= What you are asked to do =
Locate every line in the items below that contains the word "concrete", and copy each such line. Case counts.

Named object pointing entries
————————

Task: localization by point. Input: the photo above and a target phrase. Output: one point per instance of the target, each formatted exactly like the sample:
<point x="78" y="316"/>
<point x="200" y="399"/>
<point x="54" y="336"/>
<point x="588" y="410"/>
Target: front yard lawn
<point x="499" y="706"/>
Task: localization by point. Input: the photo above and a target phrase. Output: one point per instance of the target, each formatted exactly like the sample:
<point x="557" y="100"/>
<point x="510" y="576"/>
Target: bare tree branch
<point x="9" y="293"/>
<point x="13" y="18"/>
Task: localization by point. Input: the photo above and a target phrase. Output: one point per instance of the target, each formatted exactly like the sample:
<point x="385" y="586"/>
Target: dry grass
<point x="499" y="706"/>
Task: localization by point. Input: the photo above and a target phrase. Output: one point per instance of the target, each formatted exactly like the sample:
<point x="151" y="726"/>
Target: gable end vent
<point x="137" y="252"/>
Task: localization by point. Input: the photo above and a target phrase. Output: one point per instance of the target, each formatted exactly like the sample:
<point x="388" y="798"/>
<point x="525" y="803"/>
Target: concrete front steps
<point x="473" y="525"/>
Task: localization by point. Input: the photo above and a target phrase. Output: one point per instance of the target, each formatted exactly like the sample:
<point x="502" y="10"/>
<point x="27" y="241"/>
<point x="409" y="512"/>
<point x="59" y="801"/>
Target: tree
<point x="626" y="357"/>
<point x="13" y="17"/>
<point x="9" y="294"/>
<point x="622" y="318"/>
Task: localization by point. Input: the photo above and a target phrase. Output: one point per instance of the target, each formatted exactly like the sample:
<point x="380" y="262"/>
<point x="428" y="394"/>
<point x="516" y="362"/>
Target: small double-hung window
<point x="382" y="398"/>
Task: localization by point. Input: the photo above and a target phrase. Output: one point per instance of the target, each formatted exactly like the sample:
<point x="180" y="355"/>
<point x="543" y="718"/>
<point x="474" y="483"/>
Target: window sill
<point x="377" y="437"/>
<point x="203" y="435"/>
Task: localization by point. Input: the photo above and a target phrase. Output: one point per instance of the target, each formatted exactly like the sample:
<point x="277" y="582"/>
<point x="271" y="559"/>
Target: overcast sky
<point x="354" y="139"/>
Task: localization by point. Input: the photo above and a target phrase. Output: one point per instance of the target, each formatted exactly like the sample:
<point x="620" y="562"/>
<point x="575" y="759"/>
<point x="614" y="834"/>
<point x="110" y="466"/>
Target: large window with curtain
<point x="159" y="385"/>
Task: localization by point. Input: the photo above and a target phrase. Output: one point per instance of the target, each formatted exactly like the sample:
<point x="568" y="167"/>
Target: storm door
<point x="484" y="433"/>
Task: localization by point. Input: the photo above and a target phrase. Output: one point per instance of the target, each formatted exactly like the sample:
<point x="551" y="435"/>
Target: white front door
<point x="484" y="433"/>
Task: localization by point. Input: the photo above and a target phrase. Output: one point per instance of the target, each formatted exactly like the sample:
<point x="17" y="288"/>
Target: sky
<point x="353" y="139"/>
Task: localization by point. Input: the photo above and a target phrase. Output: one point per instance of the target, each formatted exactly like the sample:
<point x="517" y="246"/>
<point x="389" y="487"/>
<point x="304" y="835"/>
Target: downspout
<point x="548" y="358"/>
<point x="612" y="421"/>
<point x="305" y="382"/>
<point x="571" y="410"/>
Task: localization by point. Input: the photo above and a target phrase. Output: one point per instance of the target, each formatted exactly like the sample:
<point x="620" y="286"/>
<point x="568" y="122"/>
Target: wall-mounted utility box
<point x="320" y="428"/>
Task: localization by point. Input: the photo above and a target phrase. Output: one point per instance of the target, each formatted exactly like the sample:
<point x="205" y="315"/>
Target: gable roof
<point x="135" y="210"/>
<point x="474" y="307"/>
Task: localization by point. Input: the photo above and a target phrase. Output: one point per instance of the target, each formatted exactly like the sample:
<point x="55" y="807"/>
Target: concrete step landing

————————

= Task output =
Target: concrete front steps
Target: concrete step landing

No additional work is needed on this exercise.